The package of bills submitted to the Knesset by Justice Minister Yariv Levin and the Chair of the Constitution, Law, and Justice Committee, MK Simcha Rotman, propose dramatic changes in the Israeli judicial system and the relations between the branches of government.

In the professional opinion below, we focus on how the proposed changes, will directly impact the nature of the regime in Israel and consequently have a profound and substantive effect on the defense of the rights of women from various sectors of the population, directly and immediately.

Each bill on its own and all of them taken together would undermine the protection of women's' rights from various sectors of the population, and mainly women from marginalized groups.

1. Democracy is an essential condition for full equal rights for women. Accordingly, indexes that examine the degree of democracy in various countries include the extent to which women enjoy political and social rights. For example, the criteria for Freedom House’s Democracy Index include whether women can vote, choose their own spouse, are protected against domestic violence, and more Restrictions on women’s rights, such as their exclusion from the public space, can be another marker of the decline of democracy in a particular country.

* RECORD EXTRACTS:

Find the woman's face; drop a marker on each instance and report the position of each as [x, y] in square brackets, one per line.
--
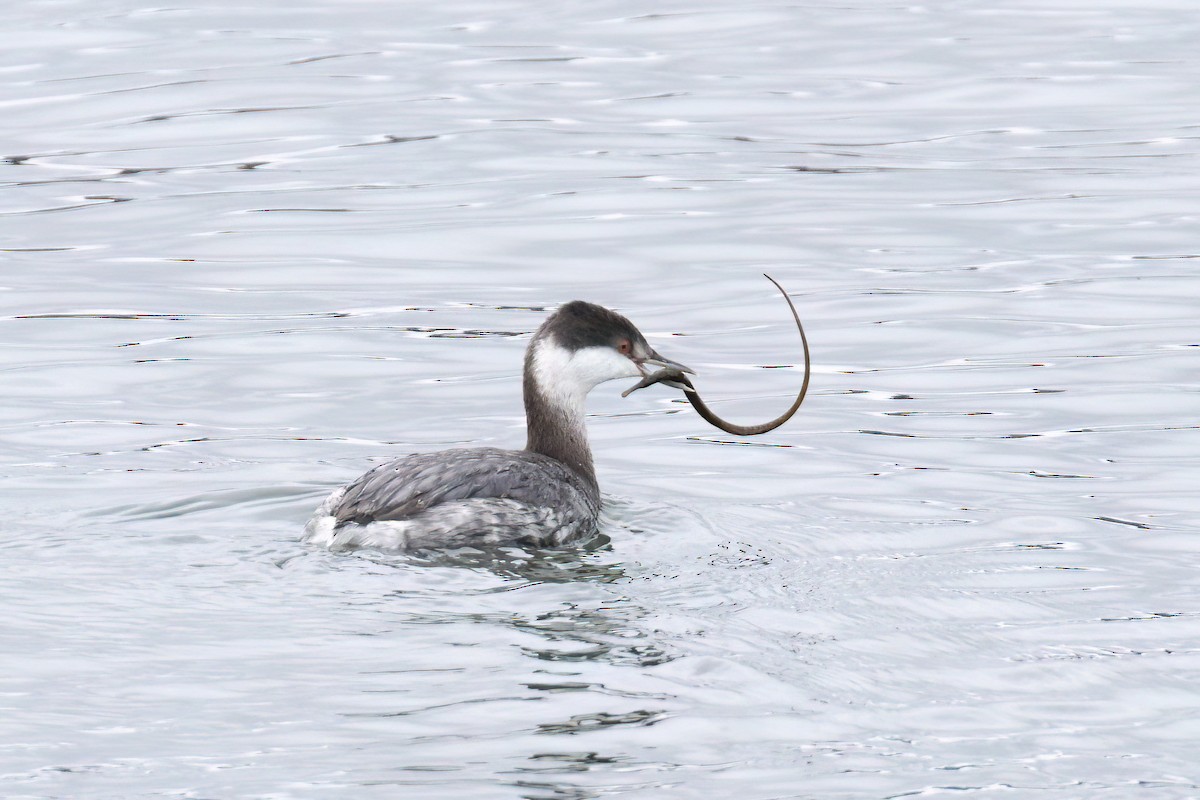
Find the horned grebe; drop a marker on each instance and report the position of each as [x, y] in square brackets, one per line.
* * *
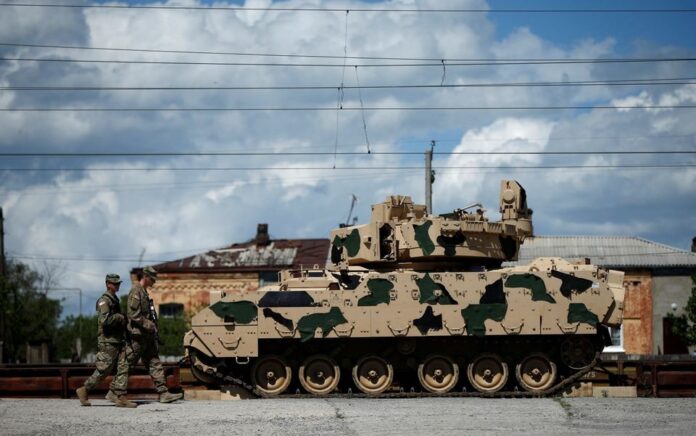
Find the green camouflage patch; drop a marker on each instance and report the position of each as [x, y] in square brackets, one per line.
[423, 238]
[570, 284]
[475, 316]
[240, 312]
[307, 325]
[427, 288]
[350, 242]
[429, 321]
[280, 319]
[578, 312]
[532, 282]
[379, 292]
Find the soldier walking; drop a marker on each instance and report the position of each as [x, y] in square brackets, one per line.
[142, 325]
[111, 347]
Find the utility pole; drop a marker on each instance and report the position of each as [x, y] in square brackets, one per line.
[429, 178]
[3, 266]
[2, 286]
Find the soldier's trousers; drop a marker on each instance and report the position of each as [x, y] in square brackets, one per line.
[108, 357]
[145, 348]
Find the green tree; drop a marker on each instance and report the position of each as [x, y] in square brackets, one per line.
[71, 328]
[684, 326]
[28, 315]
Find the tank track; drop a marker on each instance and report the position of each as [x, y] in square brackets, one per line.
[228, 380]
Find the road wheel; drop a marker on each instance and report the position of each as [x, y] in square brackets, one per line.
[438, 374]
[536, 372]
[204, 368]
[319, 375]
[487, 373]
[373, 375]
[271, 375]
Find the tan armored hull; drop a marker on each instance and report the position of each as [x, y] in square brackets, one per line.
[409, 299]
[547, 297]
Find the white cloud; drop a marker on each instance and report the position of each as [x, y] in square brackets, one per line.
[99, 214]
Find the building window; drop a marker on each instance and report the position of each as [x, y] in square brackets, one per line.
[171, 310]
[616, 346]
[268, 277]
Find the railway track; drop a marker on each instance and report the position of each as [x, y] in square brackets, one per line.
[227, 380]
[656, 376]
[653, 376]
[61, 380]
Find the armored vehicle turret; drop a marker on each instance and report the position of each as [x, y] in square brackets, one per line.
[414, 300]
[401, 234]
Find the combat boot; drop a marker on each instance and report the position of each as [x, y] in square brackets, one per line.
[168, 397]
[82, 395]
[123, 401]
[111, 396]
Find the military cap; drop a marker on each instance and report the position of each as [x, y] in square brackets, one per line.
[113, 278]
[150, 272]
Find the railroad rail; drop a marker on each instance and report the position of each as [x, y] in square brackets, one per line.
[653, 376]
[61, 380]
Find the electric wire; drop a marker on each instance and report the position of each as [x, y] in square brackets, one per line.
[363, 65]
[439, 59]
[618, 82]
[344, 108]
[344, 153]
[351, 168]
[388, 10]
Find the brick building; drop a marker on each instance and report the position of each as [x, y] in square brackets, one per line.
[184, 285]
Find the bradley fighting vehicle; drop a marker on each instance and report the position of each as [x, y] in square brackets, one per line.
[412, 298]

* PROMPT:
Copy out, word for word, the full passage above about the judicial bills and women's rights.

* EXPECTED ANSWER:
The package of bills submitted to the Knesset by Justice Minister Yariv Levin and the Chair of the Constitution, Law, and Justice Committee, MK Simcha Rotman, propose dramatic changes in the Israeli judicial system and the relations between the branches of government.

In the professional opinion below, we focus on how the proposed changes, will directly impact the nature of the regime in Israel and consequently have a profound and substantive effect on the defense of the rights of women from various sectors of the population, directly and immediately.

Each bill on its own and all of them taken together would undermine the protection of women's' rights from various sectors of the population, and mainly women from marginalized groups.

1. Democracy is an essential condition for full equal rights for women. Accordingly, indexes that examine the degree of democracy in various countries include the extent to which women enjoy political and social rights. For example, the criteria for Freedom House’s Democracy Index include whether women can vote, choose their own spouse, are protected against domestic violence, and more Restrictions on women’s rights, such as their exclusion from the public space, can be another marker of the decline of democracy in a particular country.